== Segment start ==

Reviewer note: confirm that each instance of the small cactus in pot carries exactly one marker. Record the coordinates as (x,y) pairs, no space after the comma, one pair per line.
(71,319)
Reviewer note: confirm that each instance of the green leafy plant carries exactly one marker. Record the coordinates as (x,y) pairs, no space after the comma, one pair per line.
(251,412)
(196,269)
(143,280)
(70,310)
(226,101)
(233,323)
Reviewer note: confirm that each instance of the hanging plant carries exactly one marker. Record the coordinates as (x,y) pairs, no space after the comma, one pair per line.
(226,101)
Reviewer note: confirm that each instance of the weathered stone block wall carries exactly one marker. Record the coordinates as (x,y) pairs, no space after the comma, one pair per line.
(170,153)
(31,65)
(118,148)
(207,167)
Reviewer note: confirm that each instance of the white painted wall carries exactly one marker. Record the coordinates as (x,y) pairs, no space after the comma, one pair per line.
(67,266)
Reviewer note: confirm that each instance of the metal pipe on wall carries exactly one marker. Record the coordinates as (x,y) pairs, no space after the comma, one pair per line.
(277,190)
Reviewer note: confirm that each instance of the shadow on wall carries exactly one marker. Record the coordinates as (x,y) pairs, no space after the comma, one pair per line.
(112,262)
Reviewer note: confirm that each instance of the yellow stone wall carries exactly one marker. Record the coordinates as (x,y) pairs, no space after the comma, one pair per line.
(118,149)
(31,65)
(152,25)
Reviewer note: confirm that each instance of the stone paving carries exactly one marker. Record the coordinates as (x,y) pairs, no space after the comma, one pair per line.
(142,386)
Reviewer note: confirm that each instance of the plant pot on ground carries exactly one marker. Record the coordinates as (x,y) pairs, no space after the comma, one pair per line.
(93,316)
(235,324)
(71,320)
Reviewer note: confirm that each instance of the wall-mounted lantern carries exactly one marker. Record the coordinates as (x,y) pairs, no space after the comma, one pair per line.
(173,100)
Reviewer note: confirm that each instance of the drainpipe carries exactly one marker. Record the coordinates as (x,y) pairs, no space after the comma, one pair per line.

== Segment end ==

What you need to do
The records above must be transcribed in full, word for word.

Answer
Reviewer note: confirm that each instance of the small cactus in pot carries exactly one marker. Record the coordinates as (x,y) pairs, no space after the comma, one pair per line.
(71,319)
Reviewer note: confirm that each instance of the green leafy plant carries exactly one marker. Record the coordinates as (x,y) pairs, no space after the comma, one pair per line.
(251,412)
(196,269)
(143,280)
(70,310)
(226,101)
(233,323)
Reviewer note: confirm that each instance of the hanging plant carries exactly one marker. Record the coordinates as (x,y) pairs, no space after the comma, one pair per line.
(226,101)
Reviewer note: confirm that each instance of the weathered stone block wall carries exactly one marker. Record the coordinates as (x,y) pairs, no space after the comma, one pair per line.
(170,153)
(31,65)
(118,148)
(207,167)
Reviewer note: confirm that each instance of the white painted wall carries exactly one marker. Record the coordinates as (x,y) pairs, no space after the comma, one pair per line.
(67,266)
Reviewer note: confirm that each instance of the metal pipe on wall carries exactly one marker. Record the coordinates as (x,y) pairs, no space after the comma, one pair per line.
(277,190)
Reviewer note: confirm that each instance of the shadow on wall carries exactly one marker. Record the coordinates as (x,y) pairs, no space after the comma, one pair per line.
(112,262)
Reviewer note: confirm that each instance of the yellow stone wall carries exactly one marker. Record the coordinates as (x,y) pairs, no space after the comma, one pair per line.
(118,149)
(31,65)
(152,25)
Reviewer note: confirm that each instance of the stone paving carries exactly one marker. Record the coordinates as (x,y) pairs, no space after the comma, one pair per line.
(142,386)
Reviewer note: confirm that each instance of the plant pot on ground carries exactly one marker. Record the coordinates as (x,y) pairs, no space after the comma, one pair per line.
(93,316)
(235,324)
(71,320)
Reviewer note: confirm that each instance of the wall-mounted lantern carries exactly one marker. Record the coordinates as (x,y) pairs, no space after the comma, one pair per line.
(173,100)
Reviewer note: confirm that each instance of the drainpipe carries exactly one marker. Record the coordinates as (x,y) pairs, no space after the comma, one pair per line.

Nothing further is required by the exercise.